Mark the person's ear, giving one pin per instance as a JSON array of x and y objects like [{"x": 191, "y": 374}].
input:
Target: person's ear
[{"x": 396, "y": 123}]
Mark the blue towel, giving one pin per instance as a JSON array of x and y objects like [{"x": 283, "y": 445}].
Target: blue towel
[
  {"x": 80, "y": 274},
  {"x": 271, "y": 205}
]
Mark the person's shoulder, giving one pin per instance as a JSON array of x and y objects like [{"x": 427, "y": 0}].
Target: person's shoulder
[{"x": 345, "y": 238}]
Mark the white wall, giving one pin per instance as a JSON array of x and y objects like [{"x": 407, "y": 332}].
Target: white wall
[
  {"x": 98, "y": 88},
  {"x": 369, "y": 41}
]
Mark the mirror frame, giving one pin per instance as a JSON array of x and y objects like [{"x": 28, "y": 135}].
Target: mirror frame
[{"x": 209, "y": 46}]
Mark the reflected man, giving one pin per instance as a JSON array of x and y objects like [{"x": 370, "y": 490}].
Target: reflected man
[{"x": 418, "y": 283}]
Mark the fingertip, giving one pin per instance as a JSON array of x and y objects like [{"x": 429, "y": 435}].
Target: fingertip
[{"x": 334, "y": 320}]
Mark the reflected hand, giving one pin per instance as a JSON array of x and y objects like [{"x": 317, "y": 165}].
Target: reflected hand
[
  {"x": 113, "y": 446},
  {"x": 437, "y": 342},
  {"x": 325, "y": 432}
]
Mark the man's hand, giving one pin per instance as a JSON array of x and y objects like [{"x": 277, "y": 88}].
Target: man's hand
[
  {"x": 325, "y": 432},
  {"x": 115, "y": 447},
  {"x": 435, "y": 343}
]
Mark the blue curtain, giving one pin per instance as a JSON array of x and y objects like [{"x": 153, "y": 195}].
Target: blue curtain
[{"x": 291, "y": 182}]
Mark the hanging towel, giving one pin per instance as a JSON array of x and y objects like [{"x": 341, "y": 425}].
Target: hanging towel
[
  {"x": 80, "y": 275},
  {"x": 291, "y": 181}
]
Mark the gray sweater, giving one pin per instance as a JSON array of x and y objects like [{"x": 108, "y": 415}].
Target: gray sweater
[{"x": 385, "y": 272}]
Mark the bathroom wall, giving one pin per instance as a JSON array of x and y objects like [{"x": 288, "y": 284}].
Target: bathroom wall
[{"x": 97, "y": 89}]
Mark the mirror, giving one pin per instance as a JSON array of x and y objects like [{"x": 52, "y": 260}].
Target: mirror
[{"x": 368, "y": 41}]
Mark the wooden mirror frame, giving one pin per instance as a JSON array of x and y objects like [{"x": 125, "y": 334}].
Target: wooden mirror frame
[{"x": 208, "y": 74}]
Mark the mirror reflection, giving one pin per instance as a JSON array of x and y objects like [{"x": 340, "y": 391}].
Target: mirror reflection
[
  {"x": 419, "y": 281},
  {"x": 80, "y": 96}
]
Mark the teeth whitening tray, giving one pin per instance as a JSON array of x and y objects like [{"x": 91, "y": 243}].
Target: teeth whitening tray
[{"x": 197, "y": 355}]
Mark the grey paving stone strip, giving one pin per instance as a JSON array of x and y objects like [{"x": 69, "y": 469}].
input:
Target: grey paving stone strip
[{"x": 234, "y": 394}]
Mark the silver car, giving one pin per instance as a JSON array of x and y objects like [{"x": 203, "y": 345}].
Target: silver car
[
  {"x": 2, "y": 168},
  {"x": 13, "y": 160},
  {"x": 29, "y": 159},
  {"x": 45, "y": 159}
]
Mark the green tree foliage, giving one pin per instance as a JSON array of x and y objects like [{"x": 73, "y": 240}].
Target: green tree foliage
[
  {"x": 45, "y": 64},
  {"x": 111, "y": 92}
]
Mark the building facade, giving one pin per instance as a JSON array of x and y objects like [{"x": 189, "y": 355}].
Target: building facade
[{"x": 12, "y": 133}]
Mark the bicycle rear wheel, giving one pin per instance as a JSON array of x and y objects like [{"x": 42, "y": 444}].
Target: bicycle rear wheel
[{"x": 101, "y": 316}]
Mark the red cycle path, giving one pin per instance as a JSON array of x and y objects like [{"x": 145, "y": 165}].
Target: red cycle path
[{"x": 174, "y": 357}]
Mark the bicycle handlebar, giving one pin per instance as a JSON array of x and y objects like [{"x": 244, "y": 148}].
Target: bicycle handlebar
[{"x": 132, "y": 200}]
____________________
● **Aim**: Rewrite every line of the listing above as a numbered list, skipping any blank lines.

● **Solution to the problem**:
1. Mark the person's ear, giving one pin per instance as a JSON array of x and y objects like [{"x": 191, "y": 374}].
2. input:
3. Target: person's ear
4. [{"x": 396, "y": 123}]
5. Mark the blue towel, giving one pin per instance as a JSON array of x and y objects like [{"x": 283, "y": 445}].
6. Target: blue towel
7. [
8.   {"x": 80, "y": 274},
9.   {"x": 271, "y": 205}
10. ]
11. Mark the person's shoulder, giving one pin per instance as a JSON array of x and y objects like [{"x": 427, "y": 0}].
12. Target: person's shoulder
13. [{"x": 345, "y": 238}]
14. Mark the white wall, giving one pin per instance as a JSON array of x and y objects like [{"x": 407, "y": 332}].
15. Target: white wall
16. [
17.   {"x": 98, "y": 88},
18.   {"x": 369, "y": 41}
19. ]
20. Mark the mirror frame, giving one pin per instance as a JSON array of x and y objects like [{"x": 28, "y": 135}].
21. Target: mirror frame
22. [{"x": 209, "y": 46}]
23. Mark the reflected man, giving one pin per instance as a JSON array of x and y objects like [{"x": 370, "y": 490}].
24. Target: reflected man
25. [{"x": 418, "y": 283}]
26. Mark the fingertip, giving one pin per instance as a JSON array of x and y objects like [{"x": 429, "y": 435}].
27. Target: fingertip
28. [{"x": 334, "y": 320}]
29. Mark the reflected hand, giving one pin per instance as a JSON array of x and y objects like [{"x": 317, "y": 165}].
30. Target: reflected hand
31. [
32.   {"x": 113, "y": 446},
33.   {"x": 437, "y": 342},
34.   {"x": 325, "y": 432}
35. ]
36. Mark the man's hand, giving one pin per instance as a JSON array of x and y objects like [{"x": 277, "y": 88}].
37. Target: man's hand
38. [
39.   {"x": 325, "y": 432},
40.   {"x": 115, "y": 447},
41.   {"x": 435, "y": 343}
42. ]
43. Mark the blue curtain, giving one pin per instance as a JSON array of x and y objects like [{"x": 153, "y": 195}].
44. Target: blue curtain
45. [{"x": 291, "y": 182}]
46. Mark the hanging towel, giving one pin per instance as a JSON array of x and y objects like [{"x": 341, "y": 425}].
47. Target: hanging towel
48. [
49.   {"x": 80, "y": 275},
50.   {"x": 291, "y": 181}
51. ]
52. Mark the gray sweater, giving one pin per instance as a JSON array of x and y objects like [{"x": 108, "y": 415}].
53. Target: gray sweater
54. [{"x": 385, "y": 272}]
55. Mark the bathroom wall, giving one pin per instance as a JSON array of x and y objects like [{"x": 288, "y": 284}].
56. Target: bathroom wall
57. [{"x": 97, "y": 89}]
58. Mark the mirror, giving one pin per instance as a JSON array of x and y objects like [{"x": 52, "y": 260}].
59. Target: mirror
60. [{"x": 368, "y": 41}]
61. Mark the wooden mirror frame, giving one pin per instance as a JSON array of x and y objects like [{"x": 125, "y": 334}].
62. Target: wooden mirror frame
63. [{"x": 208, "y": 74}]
64. Mark the mirror reflection, giving one pin per instance as a JSON array of x and y objects like [{"x": 340, "y": 391}].
65. Target: mirror reflection
66. [
67.   {"x": 419, "y": 281},
68.   {"x": 80, "y": 96}
69. ]
70. Mark the teeth whitening tray, giving one pin per instance as a JSON array of x and y objects like [{"x": 91, "y": 243}].
71. Target: teeth whitening tray
72. [{"x": 197, "y": 355}]
73. Mark the grey paving stone strip, giving one pin per instance as a JSON array of x and y objects like [{"x": 69, "y": 469}].
74. input:
75. Target: grey paving stone strip
76. [{"x": 234, "y": 394}]
77. Mark the silver car, giving one pin per instance as a JSON array of x and y objects like [{"x": 203, "y": 345}].
78. Target: silver car
79. [
80.   {"x": 2, "y": 168},
81.   {"x": 13, "y": 160},
82.   {"x": 29, "y": 159},
83.   {"x": 45, "y": 159}
84. ]
85. Mark the green tree foliage, giving one pin per instance as a JSON array of x and y objects like [{"x": 73, "y": 240}].
86. Target: green tree foliage
87. [
88.   {"x": 45, "y": 64},
89.   {"x": 111, "y": 92}
90. ]
91. Mark the building facade, giving one pin per instance as a JSON array of x and y objects like [{"x": 189, "y": 355}].
92. Target: building facade
93. [{"x": 12, "y": 133}]
94. Mark the bicycle rear wheel, giving one pin per instance as a JSON array of x and y objects like [{"x": 42, "y": 444}].
95. Target: bicycle rear wheel
96. [{"x": 101, "y": 316}]
97. Mark the red cycle path, giving one pin per instance as a JSON array of x and y objects like [{"x": 145, "y": 165}].
98. Target: red cycle path
99. [{"x": 174, "y": 357}]
100. Mark the bicycle handlebar, giving one pin per instance as a JSON array of x and y objects like [{"x": 244, "y": 148}].
101. Target: bicycle handlebar
102. [{"x": 132, "y": 200}]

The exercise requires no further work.